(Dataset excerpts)
━━━
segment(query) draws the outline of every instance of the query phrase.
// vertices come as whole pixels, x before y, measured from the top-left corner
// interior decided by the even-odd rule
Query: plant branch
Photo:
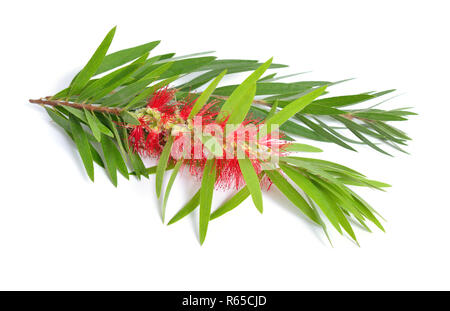
[[[32,104],[38,104],[38,105],[48,105],[48,106],[67,106],[72,107],[76,109],[86,109],[89,111],[97,111],[97,112],[105,112],[110,114],[119,115],[122,113],[122,108],[109,108],[109,107],[101,107],[101,106],[94,106],[89,104],[79,104],[79,103],[71,103],[68,101],[61,101],[61,100],[51,100],[50,97],[44,97],[40,99],[30,99],[30,103]]]

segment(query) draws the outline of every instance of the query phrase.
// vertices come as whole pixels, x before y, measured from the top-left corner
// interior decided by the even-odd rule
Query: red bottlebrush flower
[[[130,145],[132,146],[134,152],[140,152],[142,143],[145,141],[144,118],[139,118],[139,122],[141,123],[141,125],[133,126],[130,134],[128,135],[128,140],[130,141]]]
[[[184,167],[188,168],[191,175],[201,179],[211,152],[208,148],[211,146],[206,147],[202,136],[197,137],[195,133],[206,131],[215,138],[215,143],[219,144],[218,150],[222,148],[222,156],[214,154],[217,189],[240,189],[245,185],[239,166],[239,156],[249,157],[256,173],[261,174],[262,162],[267,161],[270,156],[280,156],[283,153],[282,148],[287,142],[279,139],[277,133],[259,137],[261,128],[259,120],[247,117],[239,128],[225,137],[227,118],[216,121],[218,101],[207,103],[196,114],[194,120],[188,120],[195,100],[191,100],[188,96],[181,101],[175,101],[174,93],[175,90],[162,88],[152,95],[146,108],[136,111],[141,124],[127,126],[131,128],[129,139],[134,152],[157,158],[163,150],[167,137],[176,135],[171,161],[178,160],[183,155]],[[200,123],[200,128],[196,127],[196,122]],[[270,179],[262,179],[261,187],[268,189],[270,185]]]
[[[157,90],[148,100],[147,107],[158,110],[162,113],[174,113],[176,105],[170,105],[175,96],[175,89],[170,90],[167,86]]]

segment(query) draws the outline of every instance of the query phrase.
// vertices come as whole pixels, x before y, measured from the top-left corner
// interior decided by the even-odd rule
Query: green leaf
[[[315,115],[340,115],[344,114],[345,111],[332,107],[317,105],[312,102],[311,104],[306,106],[305,109],[303,109],[302,113]]]
[[[124,110],[120,114],[120,116],[122,117],[123,121],[128,124],[141,125],[141,122],[139,122],[139,120],[133,114],[129,113],[126,110]]]
[[[142,66],[147,56],[148,54],[145,54],[132,64],[117,69],[112,73],[95,80],[93,83],[91,83],[89,86],[83,89],[78,98],[78,101],[82,102],[88,99],[95,101],[110,94],[117,87],[124,84],[125,81],[127,81],[128,78],[131,76],[131,74]]]
[[[192,54],[180,55],[180,56],[176,56],[176,57],[173,57],[173,56],[175,56],[175,54],[173,54],[171,57],[167,57],[167,58],[158,60],[156,63],[157,63],[157,64],[163,64],[163,63],[168,62],[168,61],[174,61],[174,60],[180,60],[180,59],[192,58],[192,57],[194,57],[194,56],[208,55],[208,54],[212,54],[212,53],[214,53],[214,52],[215,52],[215,51],[197,52],[197,53],[192,53]]]
[[[295,188],[276,170],[266,170],[265,173],[269,176],[273,184],[300,209],[309,219],[318,225],[321,225],[317,214],[305,201],[305,199],[295,190]]]
[[[340,231],[339,220],[333,211],[332,206],[328,204],[327,198],[317,189],[314,184],[303,176],[299,171],[293,169],[288,165],[280,163],[280,167],[283,172],[286,173],[289,178],[297,184],[308,196],[310,196],[314,202],[320,207],[325,216],[330,220],[331,224]]]
[[[148,175],[145,172],[145,165],[142,162],[141,157],[137,152],[133,152],[130,149],[128,130],[125,127],[122,127],[121,133],[126,153],[128,154],[128,158],[130,159],[131,166],[134,169],[137,179],[141,179],[141,175],[144,175],[145,177],[148,178]]]
[[[268,112],[259,107],[252,106],[250,108],[250,113],[256,119],[268,119]],[[328,141],[327,139],[317,135],[315,132],[311,131],[309,128],[306,128],[300,124],[297,124],[293,121],[286,121],[283,125],[280,126],[280,130],[286,133],[302,136],[305,138],[317,140],[317,141]],[[286,140],[293,140],[288,138],[284,138]]]
[[[94,163],[86,133],[81,127],[81,124],[72,115],[69,115],[69,124],[86,172],[89,175],[89,178],[94,181]]]
[[[215,159],[206,162],[203,170],[202,186],[200,188],[200,221],[199,235],[200,244],[203,244],[208,231],[209,216],[211,214],[211,203],[216,182],[216,163]]]
[[[324,198],[328,201],[328,204],[332,207],[334,215],[339,221],[339,224],[344,228],[344,230],[350,235],[350,237],[356,242],[356,244],[359,246],[358,240],[356,239],[356,235],[352,229],[352,226],[350,225],[348,219],[345,217],[343,209],[340,208],[339,205],[342,205],[342,201],[338,196],[335,195],[332,191],[329,190],[328,187],[324,187],[324,183],[321,182],[320,184],[317,184],[317,187],[322,191],[322,193],[325,195]],[[363,221],[363,218],[361,216],[358,217],[360,221]],[[339,229],[340,230],[340,229]],[[342,234],[342,231],[340,231]]]
[[[321,159],[302,158],[302,157],[296,157],[296,159],[300,159],[304,162],[309,162],[313,165],[322,167],[323,169],[328,170],[328,171],[331,170],[331,171],[337,171],[337,172],[346,172],[347,174],[358,175],[358,176],[364,177],[364,175],[361,174],[360,172],[357,172],[347,166],[344,166],[344,165],[341,165],[338,163],[321,160]]]
[[[276,100],[273,104],[272,107],[270,107],[270,111],[266,116],[266,119],[270,119],[276,112],[278,109],[278,100]]]
[[[351,146],[349,146],[348,144],[346,144],[345,142],[340,140],[338,137],[336,137],[336,136],[332,135],[331,133],[327,132],[326,130],[324,130],[322,127],[320,127],[316,123],[308,120],[306,117],[301,116],[301,117],[297,117],[297,118],[300,121],[302,121],[303,123],[305,123],[310,129],[315,131],[318,135],[323,136],[327,140],[329,140],[331,142],[334,142],[334,143],[338,144],[339,146],[342,146],[342,147],[344,147],[346,149],[349,149],[349,150],[352,150],[352,151],[356,151]]]
[[[112,184],[117,187],[117,166],[113,156],[114,150],[117,151],[116,146],[114,146],[111,139],[105,135],[102,135],[101,145],[109,178],[111,179]]]
[[[355,131],[365,133],[367,135],[370,135],[370,136],[378,138],[378,139],[384,139],[383,135],[373,132],[370,129],[368,129],[367,127],[364,127],[363,125],[358,124],[352,120],[349,120],[349,119],[341,117],[341,116],[333,116],[333,118],[335,120],[341,122],[342,124],[344,124],[348,129],[353,129]],[[316,121],[317,121],[317,119],[316,119]]]
[[[249,59],[216,59],[211,63],[201,67],[201,70],[224,70],[228,69],[228,72],[243,72],[255,70],[260,67],[262,64],[257,60],[249,60]],[[269,68],[284,68],[286,65],[282,64],[271,64]],[[239,70],[239,71],[236,71]]]
[[[404,117],[395,115],[393,113],[389,113],[389,112],[373,112],[373,111],[368,111],[368,112],[355,112],[353,113],[353,115],[360,117],[360,118],[364,118],[364,119],[369,119],[369,120],[376,120],[376,121],[405,121],[408,120]]]
[[[84,66],[83,69],[75,76],[74,80],[71,83],[71,88],[69,91],[69,96],[72,94],[79,94],[80,91],[86,86],[89,79],[97,72],[100,67],[103,59],[105,58],[106,52],[111,45],[111,41],[116,32],[116,27],[111,29],[106,35],[105,39],[103,39],[100,46],[95,51],[94,55],[91,57],[89,62]]]
[[[161,41],[152,41],[142,45],[138,45],[129,49],[120,50],[111,54],[108,54],[103,59],[100,67],[97,69],[96,75],[101,74],[105,71],[114,69],[123,64],[126,64],[145,53],[153,50]]]
[[[151,94],[153,94],[154,91],[159,90],[160,88],[172,83],[176,79],[178,79],[178,76],[173,76],[173,77],[167,78],[161,82],[158,82],[158,83],[146,88],[139,95],[137,95],[132,101],[130,101],[124,107],[124,109],[128,110],[128,109],[133,109],[133,108],[139,108],[139,105],[145,106],[146,103],[140,103],[140,102],[143,101],[145,98],[149,97]]]
[[[169,136],[156,167],[156,196],[161,195],[161,188],[164,179],[164,172],[166,171],[167,162],[169,161],[170,151],[172,150],[173,136]]]
[[[247,186],[244,186],[241,190],[239,190],[234,196],[232,196],[229,200],[219,206],[210,217],[210,220],[216,219],[219,216],[222,216],[225,213],[236,208],[239,204],[244,202],[250,195],[250,191]]]
[[[183,164],[183,160],[179,160],[175,167],[173,168],[172,174],[170,175],[169,182],[166,187],[166,191],[164,191],[164,200],[162,205],[162,221],[164,223],[164,219],[166,217],[166,205],[167,200],[169,199],[170,190],[172,190],[173,183],[175,182],[175,178],[177,178],[178,171],[180,170],[181,164]]]
[[[344,96],[321,98],[315,100],[314,104],[327,107],[344,107],[358,104],[372,98],[375,98],[375,96],[370,94],[344,95]]]
[[[220,80],[222,80],[223,76],[227,73],[227,70],[225,69],[224,71],[222,71],[220,73],[220,75],[218,75],[213,82],[211,82],[210,85],[208,85],[208,87],[206,88],[206,90],[204,90],[202,92],[202,95],[200,95],[199,98],[197,98],[197,100],[195,101],[195,105],[194,107],[192,107],[192,110],[189,114],[189,118],[192,118],[193,116],[195,116],[201,109],[202,107],[206,104],[206,102],[208,101],[209,97],[211,96],[212,92],[215,90],[215,88],[217,87],[217,85],[219,84]]]
[[[387,153],[386,151],[384,151],[383,149],[381,149],[380,147],[378,147],[377,145],[375,145],[373,142],[371,142],[369,139],[367,139],[363,134],[359,133],[358,131],[355,131],[352,128],[349,128],[349,130],[359,139],[361,139],[362,142],[366,143],[368,146],[372,147],[373,149],[375,149],[378,152],[384,153],[385,155],[388,155],[390,157],[392,157],[392,155],[390,153]]]
[[[405,140],[411,140],[411,138],[405,134],[405,132],[397,129],[396,127],[393,127],[392,125],[386,124],[382,121],[376,121],[374,122],[379,128],[385,130],[386,132],[388,132],[391,135],[394,135],[400,139],[405,139]]]
[[[45,107],[45,110],[47,111],[47,113],[50,116],[50,118],[56,124],[58,124],[60,127],[62,127],[66,131],[67,135],[69,135],[69,137],[72,140],[74,140],[73,135],[72,135],[72,130],[70,128],[69,120],[67,120],[58,111],[55,111],[55,110],[53,110],[51,108]],[[87,136],[88,136],[88,140],[94,140],[95,139],[93,136],[90,137],[88,134],[87,134]],[[105,167],[105,164],[103,163],[103,160],[100,157],[100,155],[98,154],[97,150],[91,144],[89,144],[89,147],[91,149],[92,159],[94,160],[94,162],[97,163],[101,167]]]
[[[284,147],[284,150],[289,152],[322,152],[323,150],[311,145],[292,143]]]
[[[208,81],[214,79],[218,74],[222,72],[222,70],[226,69],[227,74],[239,73],[245,71],[252,71],[258,69],[261,63],[258,63],[256,60],[240,60],[240,59],[216,59],[211,63],[196,69],[196,71],[210,70],[207,71],[192,80],[179,85],[177,88],[182,91],[194,90]],[[269,68],[281,68],[286,67],[285,65],[280,64],[271,64]]]
[[[222,105],[216,120],[229,116],[228,124],[240,124],[247,116],[255,96],[256,81],[263,75],[272,63],[272,58],[256,69],[244,80]]]
[[[94,135],[95,139],[100,142],[101,138],[101,132],[98,128],[98,123],[96,122],[96,117],[93,115],[90,111],[84,109],[84,114],[86,116],[86,120],[88,122],[88,125],[92,131],[92,134]]]
[[[264,77],[262,77],[261,79],[259,79],[258,82],[270,80],[270,79],[274,78],[276,75],[277,75],[276,72],[275,72],[275,73],[268,74],[267,76],[264,76]]]
[[[199,204],[200,204],[200,190],[198,190],[195,193],[195,195],[189,200],[189,202],[187,202],[186,205],[183,206],[183,208],[180,209],[178,213],[176,213],[175,216],[172,217],[172,219],[167,223],[167,225],[174,224],[177,221],[183,219],[184,217],[192,213]]]
[[[172,63],[166,63],[149,72],[142,79],[121,88],[117,93],[114,93],[102,101],[102,106],[122,106],[127,104],[133,96],[136,96],[139,92],[145,90],[150,83],[154,82],[162,73],[169,69],[170,66],[172,66]]]
[[[258,175],[250,159],[238,159],[239,167],[244,177],[247,188],[249,189],[253,203],[260,213],[263,212],[262,192]]]
[[[303,120],[303,116],[296,116],[296,119],[301,121],[301,120]],[[314,117],[313,117],[313,119],[317,122],[319,127],[322,127],[322,129],[325,130],[325,133],[327,133],[327,131],[328,131],[329,132],[328,134],[331,134],[332,136],[334,135],[334,136],[336,136],[336,138],[342,139],[345,142],[349,142],[352,144],[363,144],[360,141],[345,137],[344,135],[340,134],[338,131],[336,131],[331,126],[328,126],[325,122],[320,121],[320,119],[314,118]],[[312,123],[312,125],[315,125],[315,123]],[[330,140],[328,140],[328,141],[330,141]]]
[[[258,82],[256,83],[256,95],[297,94],[308,91],[316,86],[324,86],[328,84],[330,84],[328,81],[300,81],[291,83]],[[222,86],[214,91],[214,95],[229,96],[238,87],[238,84]]]
[[[272,132],[272,125],[279,127],[286,121],[288,121],[292,116],[300,112],[303,108],[309,105],[315,98],[320,96],[326,89],[326,86],[319,87],[302,97],[294,100],[292,103],[281,109],[279,112],[274,114],[271,118],[266,120],[265,125],[268,132]]]
[[[134,173],[135,173],[136,177],[138,179],[140,179],[140,175],[144,175],[145,177],[148,178],[148,174],[147,174],[147,172],[145,170],[145,165],[142,162],[142,159],[139,156],[139,154],[137,154],[136,152],[133,152],[133,151],[130,150],[128,152],[128,156],[130,158],[130,162],[131,162],[131,165],[133,166]]]
[[[215,59],[216,59],[215,56],[205,56],[174,61],[170,69],[167,70],[164,74],[162,74],[160,78],[166,79],[175,75],[191,73],[194,70],[204,66],[205,64],[212,62]],[[159,64],[154,64],[153,66],[148,67],[146,71],[140,72],[138,75],[135,75],[135,78],[141,79],[144,75],[147,74],[147,72],[152,71],[159,66],[160,66]]]
[[[327,172],[325,169],[313,165],[311,163],[307,163],[302,160],[300,157],[282,157],[280,158],[280,161],[289,163],[295,167],[307,170],[308,172],[311,172],[314,175],[320,176],[323,179],[326,179],[327,181],[339,183],[339,180],[333,175]]]
[[[217,137],[212,136],[209,133],[201,133],[200,139],[202,141],[203,147],[208,150],[211,156],[214,156],[216,158],[223,156],[223,145],[219,142]]]

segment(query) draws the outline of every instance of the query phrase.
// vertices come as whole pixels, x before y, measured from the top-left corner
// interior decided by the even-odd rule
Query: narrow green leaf
[[[162,221],[164,223],[164,219],[166,218],[166,205],[167,200],[169,199],[170,190],[172,190],[173,183],[175,182],[175,178],[177,178],[178,171],[180,170],[181,164],[183,164],[183,160],[179,160],[175,167],[173,168],[172,174],[170,175],[169,182],[167,183],[166,191],[164,191],[164,200],[162,205]]]
[[[240,124],[250,109],[252,99],[256,91],[256,81],[263,75],[272,63],[272,58],[256,69],[247,79],[244,80],[234,91],[230,97],[222,105],[217,120],[222,120],[229,116],[229,124]],[[249,102],[249,98],[252,99]]]
[[[354,129],[350,128],[349,129],[356,137],[358,137],[359,139],[361,139],[362,142],[366,143],[368,146],[370,146],[371,148],[375,149],[378,152],[384,153],[385,155],[388,155],[390,157],[392,157],[392,155],[390,153],[387,153],[386,151],[384,151],[383,149],[381,149],[380,147],[378,147],[377,145],[375,145],[373,142],[371,142],[369,139],[367,139],[363,134],[359,133],[358,131],[355,131]]]
[[[249,59],[216,59],[209,64],[201,67],[201,70],[224,70],[228,69],[228,72],[243,72],[243,71],[251,71],[256,70],[260,67],[262,63],[259,63],[257,60],[249,60]],[[282,64],[271,64],[269,68],[284,68],[287,65]],[[236,71],[239,70],[239,71]]]
[[[292,116],[300,112],[303,108],[309,105],[315,98],[320,96],[326,89],[326,86],[319,87],[302,97],[294,100],[292,103],[284,107],[282,110],[266,120],[266,128],[268,132],[272,131],[272,125],[279,127],[284,122],[288,121]]]
[[[375,97],[376,96],[370,94],[344,95],[344,96],[321,98],[315,100],[314,104],[323,105],[327,107],[344,107],[358,104]]]
[[[247,186],[243,187],[241,190],[239,190],[235,195],[233,195],[229,200],[227,200],[225,203],[223,203],[221,206],[219,206],[210,217],[210,220],[216,219],[219,216],[222,216],[225,213],[228,213],[229,211],[236,208],[239,204],[244,202],[245,199],[247,199],[250,195],[250,191],[248,190]]]
[[[86,172],[89,175],[89,178],[94,181],[94,164],[86,133],[81,127],[81,124],[72,115],[69,116],[69,124],[73,139],[78,148],[78,152],[80,153]]]
[[[256,83],[256,95],[297,94],[308,91],[316,86],[328,84],[330,84],[328,81],[300,81],[291,83],[258,82]],[[214,91],[214,95],[230,96],[238,87],[239,84],[222,86]]]
[[[121,114],[120,117],[123,119],[124,122],[128,123],[128,124],[133,124],[133,125],[140,125],[141,122],[139,122],[139,120],[131,113],[129,113],[128,111],[124,110]]]
[[[315,114],[315,115],[340,115],[344,114],[344,110],[339,110],[333,107],[327,107],[322,105],[317,105],[312,102],[308,106],[303,109],[302,113],[304,114]]]
[[[137,95],[132,101],[130,101],[124,107],[124,109],[128,110],[128,109],[133,109],[133,108],[139,108],[139,105],[145,106],[146,103],[140,103],[140,102],[143,101],[144,99],[146,99],[147,97],[149,97],[151,94],[153,94],[154,91],[159,90],[160,88],[172,83],[176,79],[178,79],[178,76],[173,76],[173,77],[167,78],[161,82],[158,82],[158,83],[146,88],[139,95]]]
[[[349,146],[348,144],[346,144],[345,142],[343,142],[342,140],[340,140],[338,137],[332,135],[331,133],[327,132],[326,130],[324,130],[322,127],[320,127],[319,125],[317,125],[316,123],[308,120],[306,117],[298,117],[298,119],[300,121],[302,121],[303,123],[305,123],[310,129],[312,129],[313,131],[315,131],[318,135],[325,137],[326,139],[328,139],[331,142],[334,142],[336,144],[338,144],[339,146],[342,146],[346,149],[352,150],[352,151],[356,151],[355,149],[353,149],[353,147]]]
[[[405,134],[405,132],[397,129],[396,127],[393,127],[392,125],[386,124],[382,121],[376,121],[374,122],[377,126],[382,128],[383,130],[387,131],[391,135],[394,135],[398,138],[405,139],[405,140],[411,140],[411,138]]]
[[[405,120],[408,120],[404,117],[401,117],[401,116],[398,116],[398,115],[395,115],[395,114],[389,113],[389,112],[373,112],[373,111],[364,112],[364,111],[361,111],[361,112],[355,112],[353,114],[360,118],[376,120],[376,121],[405,121]]]
[[[215,59],[216,59],[216,57],[214,57],[214,56],[205,56],[205,57],[196,57],[196,58],[176,60],[173,62],[173,65],[170,67],[170,69],[161,75],[161,79],[166,79],[166,78],[169,78],[169,77],[172,77],[175,75],[191,73],[194,70],[201,68],[202,66],[212,62]],[[147,74],[147,72],[150,72],[159,66],[160,66],[160,64],[154,64],[154,65],[148,67],[146,69],[146,71],[143,71],[137,75],[134,75],[134,77],[136,79],[141,79],[144,75]]]
[[[101,138],[101,132],[98,128],[98,123],[95,121],[95,115],[93,115],[90,111],[84,109],[84,114],[86,116],[86,120],[88,122],[88,125],[92,131],[92,134],[94,135],[95,139],[100,142]]]
[[[152,41],[142,45],[138,45],[129,49],[120,50],[111,54],[108,54],[103,59],[100,67],[97,69],[96,75],[101,74],[105,71],[114,69],[123,64],[126,64],[145,53],[153,50],[161,41]]]
[[[173,136],[169,136],[156,167],[156,196],[161,195],[161,188],[164,179],[164,172],[166,171],[167,162],[169,161],[170,151],[172,150]]]
[[[266,110],[263,110],[259,107],[252,106],[250,108],[250,113],[252,116],[254,116],[256,119],[268,119],[268,112]],[[323,138],[322,136],[319,136],[309,128],[302,126],[300,124],[297,124],[293,121],[286,121],[283,123],[283,125],[280,126],[280,130],[289,133],[298,135],[301,137],[317,140],[317,141],[328,141],[327,139]],[[289,137],[285,137],[286,140],[293,140],[289,139]]]
[[[145,165],[142,162],[141,157],[137,152],[133,152],[130,149],[130,143],[129,143],[129,137],[128,137],[128,130],[125,127],[121,128],[122,138],[123,138],[123,145],[125,147],[125,151],[128,154],[128,158],[130,159],[131,166],[134,169],[135,175],[137,179],[141,179],[141,175],[144,175],[148,178],[148,175],[145,173]]]
[[[200,244],[203,244],[208,231],[209,217],[211,215],[211,203],[216,182],[216,163],[215,159],[206,162],[203,170],[202,186],[200,188],[200,221],[199,235]]]
[[[292,143],[284,147],[284,150],[289,152],[322,152],[323,150],[311,145]]]
[[[111,41],[116,32],[116,27],[111,29],[106,35],[105,39],[103,39],[100,46],[95,51],[94,55],[92,55],[89,62],[84,66],[83,69],[75,76],[74,80],[71,83],[71,88],[69,91],[69,96],[72,94],[79,94],[79,92],[86,86],[89,79],[97,72],[100,67],[103,59],[105,58],[106,52],[111,45]]]
[[[148,54],[144,54],[132,64],[119,68],[110,74],[95,80],[89,86],[85,87],[78,97],[78,101],[83,102],[86,100],[95,101],[110,94],[117,87],[121,86],[128,80],[133,72],[141,67]]]
[[[172,217],[172,219],[167,223],[167,225],[174,224],[177,221],[183,219],[184,217],[192,213],[199,204],[200,204],[200,190],[198,190],[195,193],[195,195],[189,200],[189,202],[187,202],[186,205],[183,206],[183,208],[180,209],[178,213],[176,213],[175,216]]]
[[[62,127],[66,131],[67,135],[69,135],[69,137],[73,141],[75,141],[73,138],[73,135],[72,135],[72,130],[70,128],[69,120],[67,120],[64,116],[62,116],[58,111],[55,111],[51,108],[45,107],[45,110],[47,111],[50,118],[56,124],[58,124],[60,127]],[[94,136],[90,137],[88,134],[87,134],[87,136],[88,136],[88,140],[92,140],[92,141],[95,140]],[[89,143],[89,147],[91,149],[92,159],[94,160],[94,162],[97,163],[101,167],[105,167],[105,164],[103,163],[103,160],[100,157],[100,155],[98,154],[97,150],[90,143]]]
[[[317,218],[314,210],[309,206],[305,199],[295,190],[295,188],[276,170],[266,170],[265,173],[269,176],[274,185],[300,209],[309,219],[318,225],[320,220]]]
[[[171,57],[167,57],[161,60],[158,60],[156,63],[157,64],[163,64],[165,62],[168,61],[175,61],[175,60],[180,60],[180,59],[186,59],[186,58],[193,58],[194,56],[202,56],[202,55],[208,55],[208,54],[212,54],[215,51],[206,51],[206,52],[197,52],[197,53],[192,53],[192,54],[185,54],[185,55],[180,55],[180,56],[175,56],[175,54],[173,54]]]
[[[276,100],[273,104],[272,107],[270,107],[270,111],[267,114],[266,119],[270,119],[276,112],[277,112],[277,108],[278,108],[278,100]]]
[[[377,132],[373,132],[370,129],[368,129],[367,127],[364,127],[361,124],[358,124],[352,120],[349,120],[347,118],[341,117],[341,116],[333,116],[333,118],[339,122],[341,122],[342,124],[344,124],[348,129],[353,129],[355,131],[358,132],[362,132],[365,133],[367,135],[370,135],[372,137],[378,138],[378,139],[384,139],[385,137],[383,135],[380,135]],[[316,119],[317,121],[317,119]]]
[[[259,182],[258,175],[255,172],[255,168],[252,165],[250,159],[238,159],[239,167],[244,177],[247,188],[249,189],[253,203],[260,213],[263,212],[263,200],[261,186]]]
[[[280,163],[280,167],[283,170],[283,172],[286,173],[289,178],[297,184],[308,196],[310,196],[314,202],[320,207],[320,209],[323,211],[325,216],[330,220],[331,224],[340,231],[339,228],[339,220],[336,216],[336,213],[333,211],[332,206],[328,204],[327,199],[317,189],[314,184],[308,180],[305,176],[303,176],[299,171],[295,170],[294,168],[284,165]]]
[[[297,158],[297,157],[296,157]],[[313,158],[302,158],[302,157],[298,157],[298,159],[305,161],[305,162],[309,162],[312,163],[314,165],[320,166],[325,170],[332,170],[332,171],[343,171],[343,172],[347,172],[348,174],[351,175],[359,175],[364,177],[363,174],[361,174],[358,171],[355,171],[347,166],[341,165],[341,164],[337,164],[334,162],[330,162],[330,161],[326,161],[326,160],[321,160],[321,159],[313,159]]]
[[[116,146],[114,146],[114,143],[110,138],[103,134],[101,138],[101,145],[109,178],[111,179],[114,187],[117,187],[117,165],[113,156],[114,150],[117,151]]]
[[[144,91],[150,83],[158,79],[163,72],[170,68],[170,66],[172,66],[172,63],[166,63],[149,72],[142,79],[121,88],[117,93],[112,94],[102,101],[102,106],[123,106],[124,104],[127,104],[134,96]]]
[[[75,117],[77,117],[78,119],[80,119],[82,122],[84,122],[85,124],[88,124],[88,120],[86,118],[86,115],[84,114],[83,110],[80,109],[76,109],[73,107],[68,107],[68,106],[64,106],[64,108],[62,106],[58,106],[57,107],[58,110],[60,111],[65,111],[67,115],[74,115]],[[102,123],[100,122],[97,118],[94,118],[94,121],[97,123],[97,127],[100,130],[100,132],[102,132],[103,134],[113,137],[113,133],[111,133],[111,131]]]
[[[303,120],[303,116],[296,116],[296,119],[301,121]],[[319,118],[314,118],[313,119],[317,122],[317,124],[319,125],[319,127],[322,127],[323,130],[325,130],[325,132],[329,132],[329,134],[336,136],[336,138],[339,138],[345,142],[348,143],[352,143],[352,144],[364,144],[361,141],[357,141],[357,140],[353,140],[350,139],[348,137],[345,137],[344,135],[340,134],[338,131],[336,131],[334,128],[332,128],[331,126],[328,126],[325,122],[322,122]],[[314,123],[313,123],[314,124]],[[330,141],[330,140],[328,140]]]
[[[276,72],[275,72],[275,73],[268,74],[267,76],[264,76],[264,77],[262,77],[261,79],[259,79],[258,82],[263,82],[263,81],[270,80],[270,79],[274,78],[276,75],[277,75]]]
[[[195,105],[194,105],[194,107],[192,107],[192,110],[189,114],[189,118],[192,118],[193,116],[195,116],[202,109],[202,107],[206,104],[206,102],[208,101],[212,92],[215,90],[215,88],[219,84],[220,80],[222,80],[223,76],[226,75],[226,73],[227,73],[226,69],[224,71],[222,71],[214,79],[214,81],[211,82],[211,84],[208,85],[208,87],[202,92],[202,95],[200,95],[200,97],[197,98],[197,100],[195,101]]]

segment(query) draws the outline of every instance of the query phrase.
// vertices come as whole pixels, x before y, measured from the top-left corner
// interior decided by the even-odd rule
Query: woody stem
[[[110,114],[119,115],[123,109],[122,108],[109,108],[109,107],[100,107],[89,104],[79,104],[79,103],[71,103],[68,101],[61,100],[51,100],[48,97],[40,98],[40,99],[30,99],[30,103],[38,104],[38,105],[48,105],[48,106],[67,106],[76,109],[86,109],[89,111],[97,111],[97,112],[105,112]]]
━━━
Directions for this task: Note each line above that holds "green", then copy all of them.

Response for this exercise:
Query: green leaf
Query: narrow green leaf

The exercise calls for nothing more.